GOAL:
Render the lines from the one containing "concrete overpass bridge" through the end of the records as a Markdown table with columns Row and Line, leaving out blank lines.

SOURCE DATA:

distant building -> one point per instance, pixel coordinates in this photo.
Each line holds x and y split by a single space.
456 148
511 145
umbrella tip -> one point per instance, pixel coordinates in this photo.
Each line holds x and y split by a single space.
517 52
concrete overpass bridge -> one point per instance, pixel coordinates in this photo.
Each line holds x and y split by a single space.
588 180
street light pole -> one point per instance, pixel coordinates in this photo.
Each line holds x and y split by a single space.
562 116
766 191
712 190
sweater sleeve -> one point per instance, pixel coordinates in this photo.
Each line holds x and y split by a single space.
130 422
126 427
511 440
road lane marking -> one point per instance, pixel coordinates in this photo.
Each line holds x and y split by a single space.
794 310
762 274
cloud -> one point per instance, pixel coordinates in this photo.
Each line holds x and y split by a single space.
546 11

WORKED SOLUTION:
| Row | Line |
|---|---|
| 1 | concrete overpass bridge -> one point per instance, pixel coordinates in this photo. |
| 2 | Each line holds x and y split by a single space. |
| 3 | 588 180 |
| 4 | street light pole -> one point per instance, pixel coordinates in this photo. |
| 5 | Each line holds x and y split by a single space. |
| 6 | 562 116 |
| 7 | 766 191 |
| 8 | 712 190 |
| 9 | sweater sleeve -> one point per instance, pixel coordinates in this photo. |
| 10 | Each line holds x and y split by a single space. |
| 11 | 130 422 |
| 12 | 126 427 |
| 13 | 511 440 |
| 14 | road lane marking -> one point per instance, pixel coordinates in this photo. |
| 15 | Each line holds x and y split by a single space. |
| 16 | 794 310 |
| 17 | 762 274 |
| 18 | cloud -> one point per instance, pixel coordinates in this photo. |
| 19 | Each line holds x and y split by a single space. |
| 20 | 546 11 |